* **Instructions for the task**
Output the entries below word for word, stopping once the line containing "Category: white pavement marking" is done, and omit each picture.

* **Supplied data**

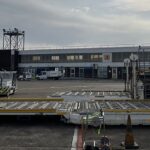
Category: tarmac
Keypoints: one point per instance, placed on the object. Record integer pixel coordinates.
(48, 132)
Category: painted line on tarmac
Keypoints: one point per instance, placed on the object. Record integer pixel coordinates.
(80, 140)
(74, 140)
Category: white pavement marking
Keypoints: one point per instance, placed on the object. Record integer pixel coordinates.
(83, 93)
(12, 105)
(33, 105)
(22, 105)
(76, 93)
(74, 140)
(69, 93)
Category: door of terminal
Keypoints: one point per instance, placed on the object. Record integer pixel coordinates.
(81, 72)
(114, 73)
(72, 72)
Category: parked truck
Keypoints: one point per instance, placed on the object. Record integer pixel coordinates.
(54, 74)
(7, 83)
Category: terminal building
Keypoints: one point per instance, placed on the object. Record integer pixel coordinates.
(103, 62)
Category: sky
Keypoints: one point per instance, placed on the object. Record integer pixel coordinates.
(77, 23)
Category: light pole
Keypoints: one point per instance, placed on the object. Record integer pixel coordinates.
(126, 64)
(134, 59)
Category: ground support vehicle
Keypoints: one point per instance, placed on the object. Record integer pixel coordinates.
(26, 76)
(7, 83)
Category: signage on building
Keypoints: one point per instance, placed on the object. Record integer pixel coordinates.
(107, 57)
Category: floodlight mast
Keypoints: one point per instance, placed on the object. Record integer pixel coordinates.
(126, 64)
(13, 39)
(134, 59)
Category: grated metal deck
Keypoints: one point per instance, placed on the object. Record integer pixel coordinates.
(73, 106)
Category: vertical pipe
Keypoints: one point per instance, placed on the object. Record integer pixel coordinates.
(134, 79)
(23, 39)
(3, 39)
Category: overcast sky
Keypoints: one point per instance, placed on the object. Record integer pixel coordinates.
(73, 23)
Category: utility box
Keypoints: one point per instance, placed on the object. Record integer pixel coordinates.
(140, 90)
(147, 89)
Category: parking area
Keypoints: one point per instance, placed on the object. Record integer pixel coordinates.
(48, 132)
(44, 88)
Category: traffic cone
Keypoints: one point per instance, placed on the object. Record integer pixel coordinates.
(129, 137)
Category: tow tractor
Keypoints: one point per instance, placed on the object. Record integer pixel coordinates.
(7, 83)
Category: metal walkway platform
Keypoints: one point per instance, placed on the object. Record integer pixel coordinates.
(88, 95)
(116, 111)
(58, 105)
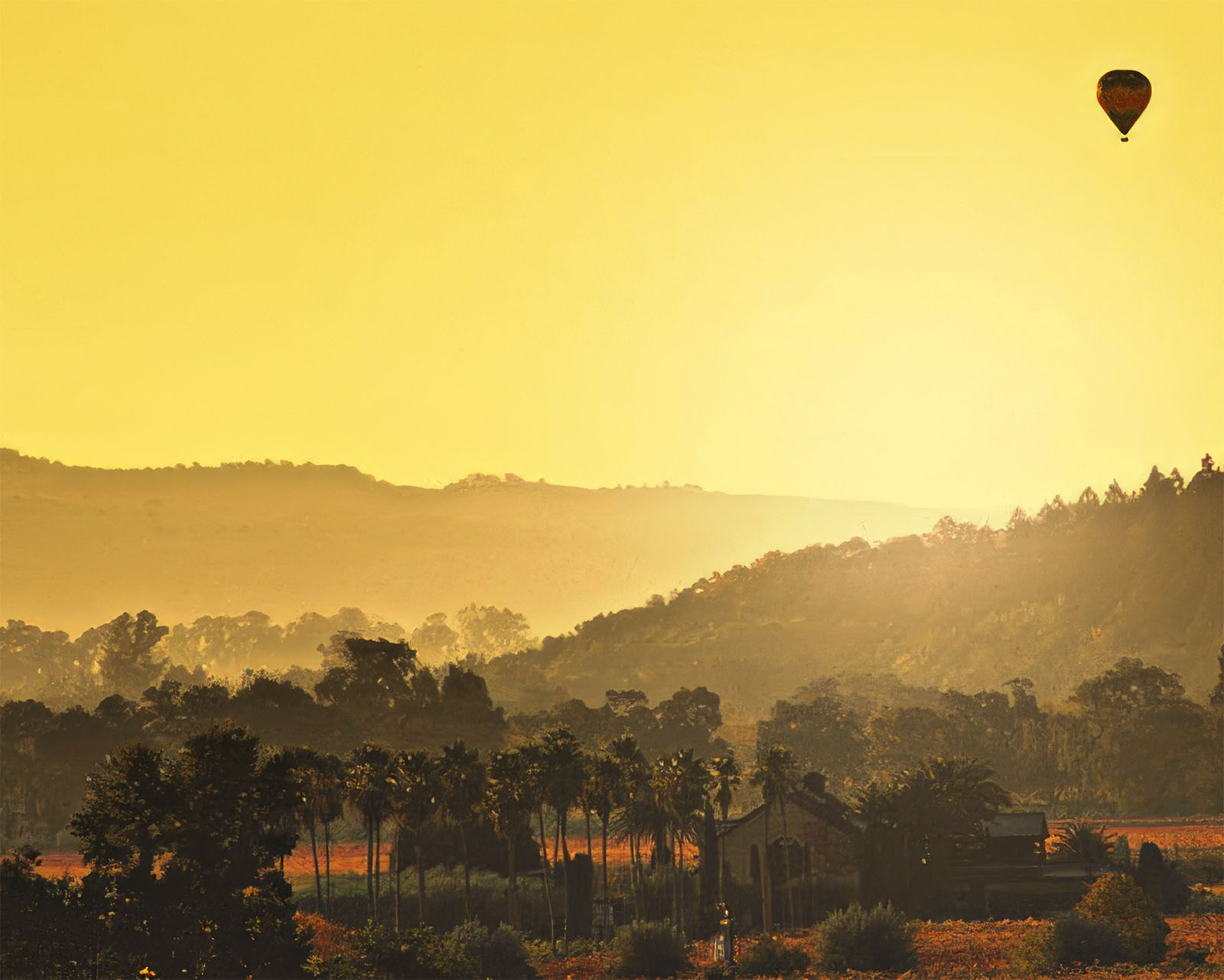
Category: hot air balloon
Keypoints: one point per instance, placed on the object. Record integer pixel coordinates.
(1124, 94)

* **Completed task**
Category: tarmac
Keypoints: one point per instance, placed on the object. Record integer pixel coordinates.
(48, 132)
Category: painted line on tarmac
Keypoints: one point per instance, placed on the object. Record integer pixel coordinates.
(80, 140)
(74, 140)
Category: white pavement marking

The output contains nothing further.